*Goal:*
Write out the entire listing below exactly, with the pictures left out.

*Object location annotation data:*
========================

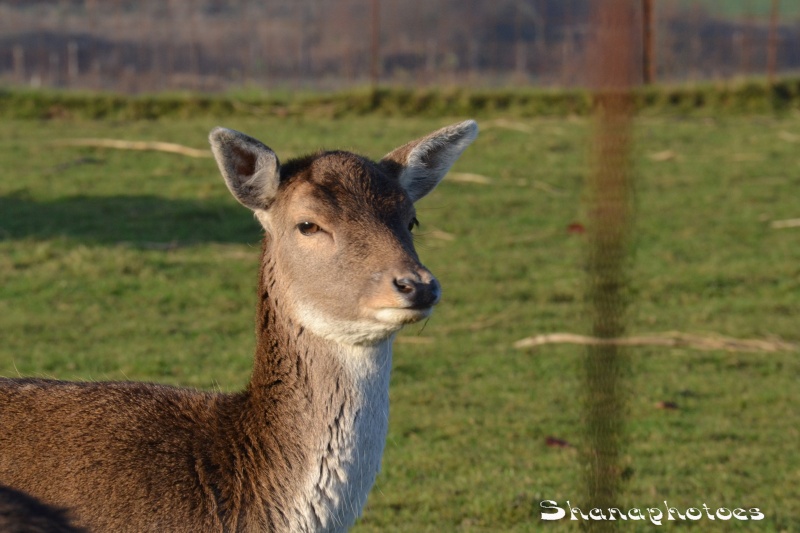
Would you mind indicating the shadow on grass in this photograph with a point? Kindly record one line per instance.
(147, 221)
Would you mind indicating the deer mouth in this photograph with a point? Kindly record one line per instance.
(403, 315)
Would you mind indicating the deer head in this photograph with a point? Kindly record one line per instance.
(341, 256)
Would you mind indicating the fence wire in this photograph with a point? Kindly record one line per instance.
(214, 45)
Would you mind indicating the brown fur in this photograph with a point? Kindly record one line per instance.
(143, 457)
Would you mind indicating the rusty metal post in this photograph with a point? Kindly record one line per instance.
(609, 196)
(772, 44)
(648, 43)
(376, 44)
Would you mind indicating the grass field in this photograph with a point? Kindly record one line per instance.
(139, 265)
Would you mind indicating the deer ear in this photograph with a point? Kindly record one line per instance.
(420, 165)
(250, 168)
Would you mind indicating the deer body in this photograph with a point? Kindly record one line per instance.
(300, 448)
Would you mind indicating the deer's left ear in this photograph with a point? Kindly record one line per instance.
(420, 165)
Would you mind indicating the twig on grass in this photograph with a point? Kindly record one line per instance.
(783, 224)
(671, 339)
(120, 144)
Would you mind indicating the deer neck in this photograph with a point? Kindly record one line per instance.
(328, 406)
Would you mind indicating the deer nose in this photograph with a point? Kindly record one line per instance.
(418, 294)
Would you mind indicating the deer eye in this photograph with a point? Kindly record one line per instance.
(308, 228)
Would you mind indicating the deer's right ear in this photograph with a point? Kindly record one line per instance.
(251, 170)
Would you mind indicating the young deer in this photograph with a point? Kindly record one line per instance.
(299, 449)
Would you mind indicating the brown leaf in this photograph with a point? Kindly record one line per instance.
(555, 442)
(670, 406)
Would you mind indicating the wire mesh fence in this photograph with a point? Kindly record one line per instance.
(213, 45)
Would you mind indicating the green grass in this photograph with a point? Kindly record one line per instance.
(139, 265)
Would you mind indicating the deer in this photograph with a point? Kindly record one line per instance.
(20, 513)
(300, 447)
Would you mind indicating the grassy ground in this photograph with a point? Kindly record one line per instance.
(138, 265)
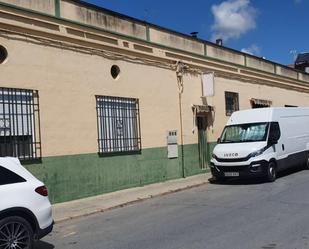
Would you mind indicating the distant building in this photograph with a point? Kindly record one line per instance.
(93, 101)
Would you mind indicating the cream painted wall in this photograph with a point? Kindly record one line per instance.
(68, 82)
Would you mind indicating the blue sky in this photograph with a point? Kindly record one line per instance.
(268, 28)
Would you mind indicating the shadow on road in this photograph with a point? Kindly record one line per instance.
(253, 181)
(43, 245)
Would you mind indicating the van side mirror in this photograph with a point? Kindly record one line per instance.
(272, 141)
(274, 134)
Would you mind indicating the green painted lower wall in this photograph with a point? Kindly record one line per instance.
(79, 176)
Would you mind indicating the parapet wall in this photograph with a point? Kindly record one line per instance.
(102, 19)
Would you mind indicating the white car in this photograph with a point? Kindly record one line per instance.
(25, 210)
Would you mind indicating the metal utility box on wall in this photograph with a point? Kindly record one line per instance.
(172, 145)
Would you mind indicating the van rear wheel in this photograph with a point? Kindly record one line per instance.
(271, 172)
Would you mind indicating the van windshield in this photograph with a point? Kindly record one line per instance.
(241, 133)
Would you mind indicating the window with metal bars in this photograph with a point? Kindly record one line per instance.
(19, 124)
(231, 103)
(118, 124)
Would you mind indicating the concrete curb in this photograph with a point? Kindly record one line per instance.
(102, 203)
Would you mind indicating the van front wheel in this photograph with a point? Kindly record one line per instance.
(271, 172)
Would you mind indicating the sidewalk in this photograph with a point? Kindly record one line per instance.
(101, 203)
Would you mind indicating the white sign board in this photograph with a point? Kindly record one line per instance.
(208, 84)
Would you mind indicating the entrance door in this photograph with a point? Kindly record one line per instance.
(202, 141)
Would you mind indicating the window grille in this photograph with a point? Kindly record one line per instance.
(118, 124)
(231, 103)
(19, 124)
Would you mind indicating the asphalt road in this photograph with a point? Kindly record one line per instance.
(234, 215)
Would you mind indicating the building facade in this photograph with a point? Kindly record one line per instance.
(93, 101)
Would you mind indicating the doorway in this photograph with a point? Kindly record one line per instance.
(202, 141)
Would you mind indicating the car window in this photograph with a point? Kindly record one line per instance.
(9, 177)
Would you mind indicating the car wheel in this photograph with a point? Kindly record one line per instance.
(15, 233)
(271, 172)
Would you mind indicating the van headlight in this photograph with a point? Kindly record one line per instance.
(257, 153)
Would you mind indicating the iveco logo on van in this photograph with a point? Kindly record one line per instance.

========================

*Correct answer:*
Would you mind indicating the shadow on grass in this photograph with a point? Kindly record one line per instance.
(147, 221)
Would you mind indicating the deer mouth in this photograph with a point? Kindly record one line per instance.
(403, 315)
Would you mind indicating the deer head in this photograph with a point? Kindly record one line per instance.
(341, 256)
Would you mind indicating the fence wire in this photograph with a point? Kindly record one line per instance.
(214, 45)
Would you mind indicating the brown fur in this photograph with a point? Kindly record one line per instance.
(143, 457)
Would you mind indicating the rusty metal post in this photograph with a point? Kindly record one line per instance.
(609, 196)
(772, 44)
(648, 43)
(376, 44)
Would you mind indicating the grass field in this photograph with a point? Kindly record one line per instance.
(139, 265)
Would you mind indicating the deer ear in this photograph with a point? Kindly record one line per instance.
(420, 165)
(250, 168)
Would you mind indicating the deer body in this photograph with a point? Kindly record one line per instance.
(300, 448)
Would you mind indicating the deer's left ear in this photograph with a point? Kindly record one line per instance.
(420, 165)
Would you mind indicating the twig on grass in this photograph with a point? Kindly record one line per instance.
(783, 224)
(671, 339)
(120, 144)
Would you mind indicating the deer neck in this photograph with a point? Kindly record one line per instance.
(328, 406)
Would you mind indicating the deer nose in this photograph with a point? Kindly record one line per instance.
(418, 294)
Would you mind indicating the deer eye in this photograph with a point? Kindly record one line per instance.
(308, 228)
Would you mind indicating the deer's right ear in this photograph with a point? Kindly record one line per instance.
(251, 170)
Would you mind indicating the young deer in this photograph with a point? Kindly record one line per instance.
(299, 449)
Would you mind indicating the brown leaf in this photograph with a point? Kindly record one line per instance.
(555, 442)
(670, 406)
Would you mind indicating the wire mesh fence in this photograph with a point? Kindly record one line per instance.
(213, 45)
Would you mind indicating the green grass in this photograph with a point? Kindly record one line per instance.
(139, 265)
Would you mind indicating the deer in this photograph with a point? Kindly record one line per instance.
(20, 513)
(300, 447)
Would you mind indicating the grassy ground in this photograph with a point? Kindly record one line per instance.
(138, 265)
Would you mind indicating the distant building in this photograph with a point? Kindly record one line per instance.
(93, 101)
Would you mind indicating the cream painted wall in this photograph with a point? Kindly record one line per instance.
(68, 82)
Would you mind indicating the blue sky in this photograph with a point? Kindly record one line per instance.
(268, 28)
Would you mind indicating the shadow on road in this photograph with a point? Kindly record one line per instance.
(253, 181)
(43, 245)
Would you mind indicating the van side mirror in this photograph with a point? Kindly record one line per instance.
(272, 141)
(274, 134)
Would you mind indicating the green painted lower wall in this photograph with a point? Kindly record one line per instance.
(79, 176)
Would you mind indicating the parapet wall in this photograph with a point? Kindly record one line per instance.
(102, 19)
Would you mind indicating the white car in this photograph with a point? Kindly record one line per instance.
(25, 210)
Would you mind indicating the metal utility box on wall in this photograph with a point? Kindly record one line per instance.
(172, 145)
Would you mind indicating the van rear wheel in this photograph with a point? Kindly record one line per instance.
(271, 172)
Would you mind indicating the van windshield in this photograph with a point? Kindly record one line per instance.
(241, 133)
Would you mind indicating the window with metal bars in this photograph with a point? Kindly record one line per instance.
(19, 124)
(231, 103)
(118, 124)
Would you mind indicating the concrete curb in this photograph with a point? Kindly record one line per instance.
(102, 203)
Would you mind indicating the van front wheel in this photograph with a point? Kindly record one line per instance.
(271, 172)
Would you mind indicating the sidewalk in this photograph with a point? Kindly record one line per instance.
(101, 203)
Would you mind indicating the white sign board in this photograph with a point? Kindly record one line per instance.
(208, 84)
Would you mind indicating the entrance door in this photograph with a point? Kindly record one line per instance.
(202, 141)
Would you mind indicating the window grille in this photograph with a point? Kindly record one line per instance.
(118, 124)
(231, 103)
(19, 124)
Would you mind indicating the asphalt road in this photograph with a point? Kindly record one line per instance.
(234, 215)
Would you mind indicating the building facade in this photograph with a point? Kindly record one line per instance.
(93, 101)
Would you mind indicating the doorway in this photograph with a point? Kindly record one line per instance.
(202, 141)
Would you mind indicating the car window in this photograph with a point? Kindly record one line per instance.
(9, 177)
Would you mind indicating the car wheel in this photograph with a point? Kindly record one line per instance.
(15, 233)
(271, 172)
Would you mind indicating the van headlight in this photograph with a point? Kindly record one line per instance.
(257, 153)
Would you mind indicating the iveco logo on van in this photograph with a point? Kindly record one line per instance.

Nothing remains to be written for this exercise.